§ **Exercise brief**:
Please turn every line of the entries below into a JSON list of strings, one string per line, leaving out blank lines.

╭─ Provided records

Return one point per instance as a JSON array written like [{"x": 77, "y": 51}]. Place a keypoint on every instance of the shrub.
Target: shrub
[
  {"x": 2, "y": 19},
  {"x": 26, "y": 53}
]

╰─

§ **Solution**:
[
  "Return one point per instance as a JSON array written like [{\"x\": 77, \"y\": 51}]. Place a keypoint on every instance of the shrub.",
  "Target: shrub",
  "[",
  "  {\"x\": 2, \"y\": 19},",
  "  {\"x\": 26, \"y\": 53}",
  "]"
]